Opinion
May 24, 1990
Petitioner, a licensed physician in this State, was ultimately found guilty of four specifications of professional misconduct, including practicing the profession fraudulently (see, Education Law § 6509) and committing unprofessional conduct (see, Education Law § 6509; 8 NYCRR 29.1 [b] [6]). The charges were generated by petitioner's inaccurate responses to questions on separate applications for medical staff privileges at two unrelated hospitals. The Regents Review Committee recommended that petitioner's license be suspended for one year with execution stayed, and that he be required to perform 25 hours of public service for each specification, for 100 hours in total. Petitioner, contending that respondents' findings are not supported by substantial evidence and that the penalty is excessive, commenced the instant proceeding.
In April 1986, the Staten Island Hospital suspended petitioner's admitting privileges because, contrary to hospital rules and regulations and without advising the hospital, petitioner had admitted several patients at a time when he was not carrying medical malpractice insurance. Petitioner thereafter availed himself of the right to have his suspension reviewed by a committee composed of, among others, members of the hospital's medical and dental staff. On September 10, 1986, following that review, petitioner's privileges were terminated.
During the interim, petitioner submitted an application for reappointment to the medical staff of Richmond Memorial Hospital on Staten Island. In response to a question on the reappointment application inquiring whether his hospital privileges had ever been suspended or revoked, he answered "no". On September 26, 1986, Richmond Memorial, with whom petitioner then had temporary privileges, terminated those privileges because petitioner did not have malpractice insurance at a time when he was admitting patients to its hospital.
The following month, petitioner applied for privileges at Doctor's Hospital, also on Staten Island. Although he answered "yes" in response to a question regarding whether his hospital privileges had ever been suspended or revoked by any other hospital, his explanation was less than candid. He acknowledged that his privileges had not been renewed at Staten Island Hospital, but neglected to mention the even more recent nonrenewal of his privileges by Richmond Memorial.
============
Check your understanding »
1) List every hospital named in the court opinion on the physician's misconduct charges.
2) Continue the court opinion on the physician's misconduct charges, starting after its final sentence.
============
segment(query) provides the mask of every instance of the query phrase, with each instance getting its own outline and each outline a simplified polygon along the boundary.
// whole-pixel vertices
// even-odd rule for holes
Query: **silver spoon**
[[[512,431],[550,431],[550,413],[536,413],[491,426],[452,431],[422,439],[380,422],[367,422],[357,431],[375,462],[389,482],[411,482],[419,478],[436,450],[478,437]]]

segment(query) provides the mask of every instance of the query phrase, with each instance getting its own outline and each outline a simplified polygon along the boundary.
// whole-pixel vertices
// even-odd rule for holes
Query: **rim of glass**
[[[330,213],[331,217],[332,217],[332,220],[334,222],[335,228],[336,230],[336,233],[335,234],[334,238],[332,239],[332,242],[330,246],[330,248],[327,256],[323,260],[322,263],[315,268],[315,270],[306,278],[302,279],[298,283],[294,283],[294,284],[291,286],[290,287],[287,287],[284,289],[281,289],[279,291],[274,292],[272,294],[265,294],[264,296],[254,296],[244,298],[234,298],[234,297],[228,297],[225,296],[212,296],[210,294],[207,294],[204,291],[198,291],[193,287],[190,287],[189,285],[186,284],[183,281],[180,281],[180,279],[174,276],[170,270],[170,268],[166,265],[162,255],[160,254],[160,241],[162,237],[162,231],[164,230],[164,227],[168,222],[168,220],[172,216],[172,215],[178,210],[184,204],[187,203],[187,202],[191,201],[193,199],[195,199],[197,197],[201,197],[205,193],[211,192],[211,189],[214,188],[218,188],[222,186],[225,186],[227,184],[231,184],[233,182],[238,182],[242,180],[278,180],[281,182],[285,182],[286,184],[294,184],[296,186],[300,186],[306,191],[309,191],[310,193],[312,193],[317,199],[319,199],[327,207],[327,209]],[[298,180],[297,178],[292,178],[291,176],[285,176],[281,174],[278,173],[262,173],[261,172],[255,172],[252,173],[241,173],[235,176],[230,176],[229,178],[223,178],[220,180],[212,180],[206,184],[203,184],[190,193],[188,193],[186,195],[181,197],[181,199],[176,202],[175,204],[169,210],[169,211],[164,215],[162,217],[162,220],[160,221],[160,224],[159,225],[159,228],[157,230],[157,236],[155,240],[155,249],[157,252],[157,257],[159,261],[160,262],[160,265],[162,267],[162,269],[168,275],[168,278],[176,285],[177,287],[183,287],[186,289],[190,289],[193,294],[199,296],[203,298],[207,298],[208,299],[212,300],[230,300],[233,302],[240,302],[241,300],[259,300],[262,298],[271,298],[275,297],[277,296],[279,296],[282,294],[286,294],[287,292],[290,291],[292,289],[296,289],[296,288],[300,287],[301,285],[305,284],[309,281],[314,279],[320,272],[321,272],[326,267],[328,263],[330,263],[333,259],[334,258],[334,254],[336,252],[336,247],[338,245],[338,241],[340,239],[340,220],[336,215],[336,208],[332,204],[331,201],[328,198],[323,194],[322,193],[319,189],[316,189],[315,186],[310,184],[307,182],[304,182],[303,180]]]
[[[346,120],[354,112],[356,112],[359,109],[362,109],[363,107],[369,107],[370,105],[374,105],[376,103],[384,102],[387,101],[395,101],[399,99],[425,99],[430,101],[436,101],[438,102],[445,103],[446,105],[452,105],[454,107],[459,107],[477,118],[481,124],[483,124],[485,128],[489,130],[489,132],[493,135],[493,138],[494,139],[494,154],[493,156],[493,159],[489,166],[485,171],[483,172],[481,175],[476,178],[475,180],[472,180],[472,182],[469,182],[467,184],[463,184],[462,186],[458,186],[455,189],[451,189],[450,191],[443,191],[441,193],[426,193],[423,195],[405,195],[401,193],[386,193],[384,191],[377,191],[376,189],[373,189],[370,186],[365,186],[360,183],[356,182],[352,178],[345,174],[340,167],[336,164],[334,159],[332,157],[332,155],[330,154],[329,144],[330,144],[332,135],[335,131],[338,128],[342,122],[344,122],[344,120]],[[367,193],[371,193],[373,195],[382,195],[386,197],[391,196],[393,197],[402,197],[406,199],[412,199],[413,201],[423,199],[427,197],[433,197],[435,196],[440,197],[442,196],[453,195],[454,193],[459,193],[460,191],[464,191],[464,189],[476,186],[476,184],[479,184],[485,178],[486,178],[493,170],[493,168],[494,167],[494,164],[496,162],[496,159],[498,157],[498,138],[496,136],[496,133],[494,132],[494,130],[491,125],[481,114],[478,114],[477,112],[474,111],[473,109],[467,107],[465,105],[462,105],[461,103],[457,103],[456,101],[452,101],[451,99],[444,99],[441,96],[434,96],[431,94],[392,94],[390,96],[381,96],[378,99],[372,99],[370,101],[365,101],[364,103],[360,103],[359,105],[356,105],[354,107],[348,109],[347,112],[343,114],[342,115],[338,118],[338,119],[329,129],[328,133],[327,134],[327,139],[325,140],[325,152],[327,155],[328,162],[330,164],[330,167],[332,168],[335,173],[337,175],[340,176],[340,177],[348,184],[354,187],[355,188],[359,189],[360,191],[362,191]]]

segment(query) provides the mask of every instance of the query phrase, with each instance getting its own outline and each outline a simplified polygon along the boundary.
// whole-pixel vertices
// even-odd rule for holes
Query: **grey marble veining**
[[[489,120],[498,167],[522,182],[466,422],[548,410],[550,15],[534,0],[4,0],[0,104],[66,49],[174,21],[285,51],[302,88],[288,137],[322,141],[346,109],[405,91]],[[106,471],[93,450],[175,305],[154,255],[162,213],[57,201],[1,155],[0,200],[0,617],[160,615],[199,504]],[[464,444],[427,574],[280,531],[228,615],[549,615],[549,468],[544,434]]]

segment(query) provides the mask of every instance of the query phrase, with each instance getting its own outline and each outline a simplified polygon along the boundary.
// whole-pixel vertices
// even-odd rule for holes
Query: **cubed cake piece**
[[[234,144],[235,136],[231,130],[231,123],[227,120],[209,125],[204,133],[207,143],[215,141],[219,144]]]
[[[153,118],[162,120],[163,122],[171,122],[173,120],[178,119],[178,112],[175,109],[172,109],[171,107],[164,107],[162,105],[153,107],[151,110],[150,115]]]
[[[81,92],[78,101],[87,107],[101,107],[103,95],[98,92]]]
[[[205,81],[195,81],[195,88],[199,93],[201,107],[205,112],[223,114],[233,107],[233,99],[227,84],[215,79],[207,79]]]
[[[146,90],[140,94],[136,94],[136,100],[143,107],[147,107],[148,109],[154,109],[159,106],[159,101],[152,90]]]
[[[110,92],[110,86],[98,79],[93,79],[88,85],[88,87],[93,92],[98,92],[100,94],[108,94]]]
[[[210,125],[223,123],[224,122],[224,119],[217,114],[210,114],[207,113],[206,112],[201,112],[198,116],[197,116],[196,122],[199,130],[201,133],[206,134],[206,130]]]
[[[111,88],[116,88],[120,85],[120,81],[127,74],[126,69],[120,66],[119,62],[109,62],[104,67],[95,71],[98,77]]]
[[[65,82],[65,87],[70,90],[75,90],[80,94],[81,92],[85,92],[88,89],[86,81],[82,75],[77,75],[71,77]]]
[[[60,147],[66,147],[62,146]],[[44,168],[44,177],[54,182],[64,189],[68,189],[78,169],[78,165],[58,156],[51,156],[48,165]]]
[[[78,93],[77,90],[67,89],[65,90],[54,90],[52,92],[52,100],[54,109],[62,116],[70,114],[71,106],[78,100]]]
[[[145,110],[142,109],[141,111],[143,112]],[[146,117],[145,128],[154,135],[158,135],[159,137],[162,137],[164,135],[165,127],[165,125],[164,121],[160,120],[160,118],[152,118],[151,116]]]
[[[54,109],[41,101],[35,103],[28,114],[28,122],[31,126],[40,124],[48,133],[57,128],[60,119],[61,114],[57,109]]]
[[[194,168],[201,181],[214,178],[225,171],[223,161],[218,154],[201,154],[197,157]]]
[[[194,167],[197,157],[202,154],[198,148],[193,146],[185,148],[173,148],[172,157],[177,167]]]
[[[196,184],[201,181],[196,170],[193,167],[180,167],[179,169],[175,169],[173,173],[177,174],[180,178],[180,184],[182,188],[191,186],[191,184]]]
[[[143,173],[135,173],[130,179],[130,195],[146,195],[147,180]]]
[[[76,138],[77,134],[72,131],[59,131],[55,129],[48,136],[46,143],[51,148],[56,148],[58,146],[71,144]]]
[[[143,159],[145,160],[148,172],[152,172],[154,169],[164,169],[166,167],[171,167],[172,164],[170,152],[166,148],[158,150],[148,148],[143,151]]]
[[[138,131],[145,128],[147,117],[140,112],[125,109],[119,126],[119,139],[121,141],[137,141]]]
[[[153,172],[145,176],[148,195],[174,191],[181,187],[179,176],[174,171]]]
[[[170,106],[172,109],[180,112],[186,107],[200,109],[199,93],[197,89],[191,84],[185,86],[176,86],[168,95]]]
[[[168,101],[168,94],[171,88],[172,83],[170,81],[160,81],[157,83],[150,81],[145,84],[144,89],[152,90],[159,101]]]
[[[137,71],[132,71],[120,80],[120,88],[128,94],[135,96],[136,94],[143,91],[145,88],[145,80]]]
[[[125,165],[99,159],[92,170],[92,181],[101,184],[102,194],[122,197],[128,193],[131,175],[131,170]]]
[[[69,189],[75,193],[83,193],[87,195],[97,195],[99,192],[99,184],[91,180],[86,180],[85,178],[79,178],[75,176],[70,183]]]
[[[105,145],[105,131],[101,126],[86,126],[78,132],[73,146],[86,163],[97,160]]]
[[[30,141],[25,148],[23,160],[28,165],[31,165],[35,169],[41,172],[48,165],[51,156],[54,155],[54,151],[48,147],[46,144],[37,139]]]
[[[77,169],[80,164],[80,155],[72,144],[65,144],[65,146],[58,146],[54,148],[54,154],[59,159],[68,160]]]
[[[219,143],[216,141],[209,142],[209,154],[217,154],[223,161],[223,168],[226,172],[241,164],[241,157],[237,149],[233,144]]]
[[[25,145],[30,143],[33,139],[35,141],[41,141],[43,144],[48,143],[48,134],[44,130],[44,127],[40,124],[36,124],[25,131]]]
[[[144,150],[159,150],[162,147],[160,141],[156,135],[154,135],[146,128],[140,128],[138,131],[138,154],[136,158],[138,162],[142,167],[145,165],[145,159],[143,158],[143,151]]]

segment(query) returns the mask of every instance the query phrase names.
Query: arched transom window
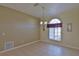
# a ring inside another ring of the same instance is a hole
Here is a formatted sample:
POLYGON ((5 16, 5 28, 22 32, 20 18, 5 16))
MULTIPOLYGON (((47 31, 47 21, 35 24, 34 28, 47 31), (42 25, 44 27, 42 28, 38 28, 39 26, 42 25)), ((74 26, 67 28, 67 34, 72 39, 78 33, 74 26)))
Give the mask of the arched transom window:
POLYGON ((61 41, 62 22, 59 19, 52 19, 47 27, 49 28, 49 39, 61 41))

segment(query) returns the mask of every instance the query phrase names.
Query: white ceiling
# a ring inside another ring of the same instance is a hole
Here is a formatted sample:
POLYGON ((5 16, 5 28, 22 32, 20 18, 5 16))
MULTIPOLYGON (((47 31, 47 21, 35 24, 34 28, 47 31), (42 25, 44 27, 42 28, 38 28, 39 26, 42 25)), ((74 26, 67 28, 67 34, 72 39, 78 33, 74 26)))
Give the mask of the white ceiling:
POLYGON ((2 3, 0 5, 16 9, 18 11, 27 13, 35 17, 42 17, 42 8, 45 7, 45 16, 54 16, 62 13, 63 11, 79 8, 78 3, 39 3, 34 7, 34 3, 2 3))

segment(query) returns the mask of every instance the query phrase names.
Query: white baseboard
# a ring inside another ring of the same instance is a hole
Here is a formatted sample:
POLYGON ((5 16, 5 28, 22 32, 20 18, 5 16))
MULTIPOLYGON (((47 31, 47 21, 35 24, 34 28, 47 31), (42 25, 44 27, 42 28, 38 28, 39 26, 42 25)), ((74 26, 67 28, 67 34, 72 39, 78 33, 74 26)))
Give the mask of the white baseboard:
============
Answers for the tasks »
1) Staten Island Hospital, Richmond Memorial Hospital, Doctor's Hospital

2)
The foregoing facts, adduced at a hearing conducted by a Hearing Committee of the State Board for Professional Medical Conduct, fully justified the administrative finding that petitioner was guilty both of practicing his profession fraudulently (see, Matter of Moyo v. Ambach, 136 A.D.2d 811, 813) and committing unprofessional conduct. His failure to forthrightly disclose his suspensions on his applications to Richmond Memorial and Doctor's Hospital, coupled with his own testimony, amply demonstrate that he intentionally misrepresented his privileges status on both applications (cf., Matter of Brestin v. Commissioner of Educ. of State of N.Y., 116 A.D.2d 357). Respondents were not obliged to give credence to his exculpatory explanations.
Furthermore, none of the specifications need, as petitioner urges, relate to the actual practice of medicine (see, Matter of Gordon v. Commissioner of Educ., 144 A.D.2d 839; Matter of Moyo v Ambach, supra). And as for petitioner's suggestion that applications for hospital privileges are not "reports" within the meaning of regulation 8 NYCRR 29.1 (b) (6), it suffices to note that inasmuch as the administrative interpretation of the regulation as embracing such applications is not so unreasonable or irrational as to be untenable, it must be accepted (see, Matter of Lumpkin v. Department of Social Servs., 45 N.Y.2d 351, 356, appeal dismissed 439 U.S. 1040).
With respect to the penalty, respondents concede that while petitioner was found guilty of four specifications, each false application violated two provisions of the Education Law (§ 6509 [2], [9]) and that only two acts of misconduct occurred. Hence, based on Matter of Memorial Hosp. v. Axelrod ( 118 A.D.2d 938, 941-942, affd 68 N.Y.2d 958), the penalty insofar as it imposes 100 hours of public service should be reduced to 50 hours, 25 hours of public service for each of the two false applications. With that modification, the penalty is neither disproportionate to the offenses committed nor shockingly unfair (see, Matter of Pell v. Board of Educ., 34 N.Y.2d 222, 233).
Determination modified, without costs, by reducing the number of hours of public service petitioner is required to perform from 100 to 50 hours, and, as so modified, confirmed. Weiss, J.P., Mikoll, Yesawich, Jr., Mercure and Harvey, JJ., concur.